## Aim
Copy out all of the material below, swapping every "dried blueberry" for "dried cranberry" and changing nothing else.

## Entries supplied
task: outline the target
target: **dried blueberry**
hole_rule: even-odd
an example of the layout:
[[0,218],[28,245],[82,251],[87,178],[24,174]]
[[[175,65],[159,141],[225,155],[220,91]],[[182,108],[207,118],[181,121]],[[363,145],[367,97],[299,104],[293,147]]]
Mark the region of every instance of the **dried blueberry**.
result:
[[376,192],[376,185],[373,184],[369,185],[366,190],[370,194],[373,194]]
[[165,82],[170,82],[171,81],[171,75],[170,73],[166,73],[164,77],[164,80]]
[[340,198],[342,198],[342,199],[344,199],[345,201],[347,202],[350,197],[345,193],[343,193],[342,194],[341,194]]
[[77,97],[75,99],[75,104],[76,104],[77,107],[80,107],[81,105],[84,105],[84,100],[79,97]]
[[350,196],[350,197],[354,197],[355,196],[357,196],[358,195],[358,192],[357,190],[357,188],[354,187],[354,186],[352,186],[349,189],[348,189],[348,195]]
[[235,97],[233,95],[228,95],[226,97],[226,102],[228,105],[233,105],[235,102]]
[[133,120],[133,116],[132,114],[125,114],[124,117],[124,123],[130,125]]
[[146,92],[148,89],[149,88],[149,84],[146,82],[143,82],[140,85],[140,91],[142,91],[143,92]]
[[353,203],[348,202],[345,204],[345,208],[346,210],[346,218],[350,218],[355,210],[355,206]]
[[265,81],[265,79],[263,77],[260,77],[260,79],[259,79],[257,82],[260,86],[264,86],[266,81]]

## Task output
task: outline the target
target: **dried cranberry**
hole_rule: even-odd
an example of the layout:
[[0,218],[28,245],[82,251],[87,178],[24,174]]
[[[175,65],[159,141],[225,155],[220,91]],[[182,108],[207,118],[181,121]],[[363,145],[367,97],[299,104],[293,147]]]
Mark the region of every instance of the **dried cranberry**.
result:
[[376,192],[376,185],[373,184],[369,185],[366,190],[370,194],[373,194]]
[[165,82],[170,82],[171,81],[171,75],[170,73],[166,73],[164,77],[164,80]]
[[340,198],[342,198],[342,199],[344,199],[345,201],[347,202],[350,197],[345,193],[343,193],[342,194],[341,194]]
[[77,97],[75,99],[75,104],[76,104],[77,107],[80,107],[81,105],[84,105],[84,100],[79,97]]
[[350,196],[350,197],[354,197],[355,196],[357,196],[358,195],[358,192],[357,190],[357,188],[354,187],[354,186],[352,186],[349,189],[348,189],[348,195]]
[[235,97],[233,95],[228,95],[226,97],[226,102],[228,105],[233,105],[235,102]]
[[133,120],[133,116],[132,114],[125,114],[124,117],[124,123],[130,125]]
[[146,92],[148,89],[149,88],[149,84],[146,82],[143,82],[140,85],[140,91],[142,91],[143,92]]
[[353,203],[348,202],[345,204],[345,208],[346,210],[346,218],[350,218],[355,210],[355,206]]
[[265,81],[265,79],[263,77],[260,77],[260,79],[259,79],[257,82],[260,86],[264,86],[266,81]]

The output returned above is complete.